▸ Brano estratto:
____
Le reazioni non si sono fatte attendere e mentre Hezbollah comunicava che malgrado gli attacchi non avrebbe rinunciato ad appoggiare Hamas a Gaza, il suo capo Hassan Nasrallah attribuiva la responsabilità degli attentati ad Israele facendo poi sapere che sarebbe arrivata la giusta punizione.
Sempre più preoccupato, il governo libanese sosteneva un allargamento del conflitto. Dall’Iran il presidente Pezeshkian denunciava l’accaduto come “una vergogna per l’Occidente”. Un’altra fonte accusava Israele di “un uccisione di massa”. Da Washington si negava di saperne qualcosa e di esserne coinvolti. Il Segretario di Stato Blinken, che aveva dichiarato di non fermarsi in Israele dopo essere stato al Cairo, preferiva esprimersi dicendo che un cessate il fuoco sarebbe stata la via migliore per assicurare la stabilità nella regione.
Con tono paternalistico, giungeva dalle Nazioni Unite l’avviso che non si devono trasformare in armi oggetti di uso civile. Tanto per cambiare, l’Unione Europea condannava questa serie di attacchi avvenuti questa volta tramite strumenti di comunicazione. Mosca denunciava un aumento della tensione in una zona già di per sé esplosiva. Ancora dall’Onu l’avviso che i responsabili di queste esplosioni dovranno renderne conto. Approfittando di questa occasione, l’Assemblea Generale chiedeva la fine dell’occupazione israeliana di tutti i territori palestinesi. Come se ciò non bastasse, l’annuncio di una riunione dei ministri degli Esteri di Francia, Gran Bretagna, Germania ed Italia.
____
▸ Consegna: Secondo il brano sulle reazioni agli attacchi, quali sono i paesi i cui ministri degli Esteri si riuniranno?

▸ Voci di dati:
____
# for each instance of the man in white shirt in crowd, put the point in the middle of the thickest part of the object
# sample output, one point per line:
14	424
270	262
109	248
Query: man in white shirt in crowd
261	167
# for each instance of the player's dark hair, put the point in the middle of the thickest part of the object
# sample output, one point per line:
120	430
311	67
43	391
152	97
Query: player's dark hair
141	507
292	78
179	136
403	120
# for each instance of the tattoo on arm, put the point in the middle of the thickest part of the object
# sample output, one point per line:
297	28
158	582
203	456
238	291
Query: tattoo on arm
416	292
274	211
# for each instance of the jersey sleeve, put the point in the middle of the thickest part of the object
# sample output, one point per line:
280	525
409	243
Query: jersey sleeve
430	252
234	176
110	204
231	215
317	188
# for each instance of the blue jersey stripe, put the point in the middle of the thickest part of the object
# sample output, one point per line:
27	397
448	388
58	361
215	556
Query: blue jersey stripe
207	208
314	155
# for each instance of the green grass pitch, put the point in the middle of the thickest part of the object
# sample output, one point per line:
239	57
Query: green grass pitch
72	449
____
▸ Risultato: Francia, Gran Bretagna, Germania e Italia.